-------- Page text --------
Parkside Hawks RLFC

Club information
- Full name: Parkside Hawks RLFC
- Nickname(s): Hawks
- Founded: 2009; 16 years ago

Current details
- Ground(s): South Leeds Stadium;
- Competition: Rugby League Conference

Records
- Rugby League Conference Trophy: Harry Jepson Trophy (2011)

= Parkside Hawks =

Defunct English rugby league club, based in Hunslet, West Yorkshire

Parkside Hawks was a rugby league team based in Hunslet, Leeds. They played in the Yorkshire division of the Rugby League Conference.
--------
◆ Goal 1:
Answer these questions from the Parkside Hawks page:
(a) In what year was the club founded?
(b) What ground is listed for the club?
(c) In which division of the Rugby League Conference did the team play?
◆ Goal 2: Summarize the Parkside Hawks page in two sentences.
◆ Goal 3: Please return the part of the Parkside Hawks page from "Club information" up to and including "Jepson Trophy (2011)", copied word for word.
-------- Provided records --------
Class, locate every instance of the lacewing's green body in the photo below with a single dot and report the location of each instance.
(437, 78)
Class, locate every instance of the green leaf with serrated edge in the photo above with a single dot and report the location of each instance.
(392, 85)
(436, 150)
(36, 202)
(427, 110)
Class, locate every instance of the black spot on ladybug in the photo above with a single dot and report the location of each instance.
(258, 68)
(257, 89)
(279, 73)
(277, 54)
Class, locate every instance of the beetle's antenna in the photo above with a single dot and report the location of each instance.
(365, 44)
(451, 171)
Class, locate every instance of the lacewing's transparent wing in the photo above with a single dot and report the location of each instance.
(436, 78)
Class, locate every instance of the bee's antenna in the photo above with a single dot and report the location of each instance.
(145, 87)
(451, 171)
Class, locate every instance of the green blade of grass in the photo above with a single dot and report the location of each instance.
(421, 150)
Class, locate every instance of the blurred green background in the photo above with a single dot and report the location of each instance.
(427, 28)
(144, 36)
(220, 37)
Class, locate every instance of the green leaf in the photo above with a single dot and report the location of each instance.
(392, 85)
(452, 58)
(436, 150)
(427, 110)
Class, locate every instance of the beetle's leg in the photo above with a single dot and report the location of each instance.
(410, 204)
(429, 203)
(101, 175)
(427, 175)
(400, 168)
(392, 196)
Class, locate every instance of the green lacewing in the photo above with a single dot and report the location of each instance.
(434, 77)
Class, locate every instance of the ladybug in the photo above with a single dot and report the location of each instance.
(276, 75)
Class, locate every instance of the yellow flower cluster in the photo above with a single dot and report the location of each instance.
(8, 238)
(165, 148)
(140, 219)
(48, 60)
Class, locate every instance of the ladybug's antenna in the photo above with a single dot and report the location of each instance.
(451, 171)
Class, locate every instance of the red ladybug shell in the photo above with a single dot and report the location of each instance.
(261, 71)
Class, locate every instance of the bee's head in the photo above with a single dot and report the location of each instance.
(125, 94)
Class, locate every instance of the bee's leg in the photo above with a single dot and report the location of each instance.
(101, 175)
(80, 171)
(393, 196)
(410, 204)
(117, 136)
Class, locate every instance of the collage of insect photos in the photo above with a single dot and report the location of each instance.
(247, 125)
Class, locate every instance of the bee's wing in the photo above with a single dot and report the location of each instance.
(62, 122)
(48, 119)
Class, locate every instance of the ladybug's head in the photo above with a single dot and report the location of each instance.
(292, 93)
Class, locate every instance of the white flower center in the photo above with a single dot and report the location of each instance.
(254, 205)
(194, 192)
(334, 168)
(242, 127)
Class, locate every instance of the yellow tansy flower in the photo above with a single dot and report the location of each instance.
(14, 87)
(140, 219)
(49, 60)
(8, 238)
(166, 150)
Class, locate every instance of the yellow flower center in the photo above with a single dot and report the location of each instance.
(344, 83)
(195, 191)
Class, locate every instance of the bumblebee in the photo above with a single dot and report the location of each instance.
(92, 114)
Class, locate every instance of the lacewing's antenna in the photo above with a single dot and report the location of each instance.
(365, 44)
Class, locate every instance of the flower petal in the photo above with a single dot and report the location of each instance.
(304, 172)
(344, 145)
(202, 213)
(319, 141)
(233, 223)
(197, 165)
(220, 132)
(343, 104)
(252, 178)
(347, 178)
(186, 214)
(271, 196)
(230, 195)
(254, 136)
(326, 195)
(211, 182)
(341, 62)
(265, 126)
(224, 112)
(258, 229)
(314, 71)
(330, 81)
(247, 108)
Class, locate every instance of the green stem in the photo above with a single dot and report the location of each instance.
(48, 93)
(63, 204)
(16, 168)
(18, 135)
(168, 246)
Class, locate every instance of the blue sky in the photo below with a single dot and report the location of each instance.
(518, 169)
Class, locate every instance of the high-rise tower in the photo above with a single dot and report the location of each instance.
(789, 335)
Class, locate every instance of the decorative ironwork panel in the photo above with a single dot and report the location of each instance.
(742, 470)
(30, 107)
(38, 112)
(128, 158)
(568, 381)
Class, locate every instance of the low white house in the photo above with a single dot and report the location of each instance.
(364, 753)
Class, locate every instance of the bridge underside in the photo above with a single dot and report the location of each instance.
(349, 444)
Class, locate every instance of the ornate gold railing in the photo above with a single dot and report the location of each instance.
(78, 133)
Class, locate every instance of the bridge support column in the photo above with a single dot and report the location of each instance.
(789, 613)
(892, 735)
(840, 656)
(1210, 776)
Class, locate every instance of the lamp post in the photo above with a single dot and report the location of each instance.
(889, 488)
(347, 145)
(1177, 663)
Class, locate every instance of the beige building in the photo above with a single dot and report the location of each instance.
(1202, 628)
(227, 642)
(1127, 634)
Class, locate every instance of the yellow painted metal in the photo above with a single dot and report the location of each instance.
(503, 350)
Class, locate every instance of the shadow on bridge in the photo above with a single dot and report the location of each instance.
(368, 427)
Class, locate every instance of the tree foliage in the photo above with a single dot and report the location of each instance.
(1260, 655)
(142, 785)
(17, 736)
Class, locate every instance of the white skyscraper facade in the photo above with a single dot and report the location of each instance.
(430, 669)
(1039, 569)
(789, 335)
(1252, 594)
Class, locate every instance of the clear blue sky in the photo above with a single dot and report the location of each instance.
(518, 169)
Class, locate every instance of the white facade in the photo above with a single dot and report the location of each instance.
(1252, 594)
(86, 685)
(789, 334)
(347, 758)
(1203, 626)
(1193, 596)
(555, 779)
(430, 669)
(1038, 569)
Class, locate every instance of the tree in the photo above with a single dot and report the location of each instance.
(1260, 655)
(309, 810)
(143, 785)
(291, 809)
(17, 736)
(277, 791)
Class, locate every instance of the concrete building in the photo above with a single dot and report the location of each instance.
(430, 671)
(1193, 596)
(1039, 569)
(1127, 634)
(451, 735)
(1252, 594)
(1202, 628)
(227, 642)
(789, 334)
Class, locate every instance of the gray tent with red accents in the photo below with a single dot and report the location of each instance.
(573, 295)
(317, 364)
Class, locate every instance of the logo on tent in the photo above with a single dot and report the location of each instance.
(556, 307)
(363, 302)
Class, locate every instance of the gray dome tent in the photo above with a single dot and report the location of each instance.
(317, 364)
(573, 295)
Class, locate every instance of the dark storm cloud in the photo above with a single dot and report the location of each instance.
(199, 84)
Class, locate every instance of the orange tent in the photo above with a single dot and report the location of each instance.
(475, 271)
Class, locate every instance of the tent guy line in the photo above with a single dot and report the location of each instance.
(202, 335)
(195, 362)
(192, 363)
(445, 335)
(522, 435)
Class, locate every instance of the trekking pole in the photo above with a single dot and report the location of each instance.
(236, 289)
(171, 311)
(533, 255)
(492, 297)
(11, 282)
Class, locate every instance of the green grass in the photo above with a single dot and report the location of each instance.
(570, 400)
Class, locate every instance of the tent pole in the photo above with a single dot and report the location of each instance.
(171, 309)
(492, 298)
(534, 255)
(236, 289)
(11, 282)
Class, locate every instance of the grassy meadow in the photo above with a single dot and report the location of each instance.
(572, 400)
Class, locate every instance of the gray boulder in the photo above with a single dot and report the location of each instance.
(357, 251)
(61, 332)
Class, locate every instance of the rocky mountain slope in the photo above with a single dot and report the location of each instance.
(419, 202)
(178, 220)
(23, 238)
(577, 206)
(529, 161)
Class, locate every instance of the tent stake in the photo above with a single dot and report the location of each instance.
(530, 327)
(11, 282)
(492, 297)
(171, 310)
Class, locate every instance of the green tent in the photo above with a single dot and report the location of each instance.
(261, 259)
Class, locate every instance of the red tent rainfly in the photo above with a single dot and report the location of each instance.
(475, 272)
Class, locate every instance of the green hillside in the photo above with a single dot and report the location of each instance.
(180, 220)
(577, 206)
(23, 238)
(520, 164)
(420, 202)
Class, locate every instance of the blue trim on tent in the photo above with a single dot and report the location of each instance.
--------
◆ Answer 1:
(a) 2009
(b) South Leeds Stadium
(c) The Yorkshire division

◆ Answer 2: Parkside Hawks, nicknamed the Hawks, was a now-defunct rugby league club founded in 2009 and based in Hunslet, Leeds, that played in the Yorkshire division of the Rugby League Conference. Its listed ground was South Leeds Stadium, and it won the Harry Jepson Trophy in 2011.

◆ Answer 3:
Club information
- Full name: Parkside Hawks RLFC
- Nickname(s): Hawks
- Founded: 2009; 16 years ago

Current details
- Ground(s): South Leeds Stadium;
- Competition: Rugby League Conference

Records
- Rugby League Conference Trophy: Harry Jepson Trophy (2011)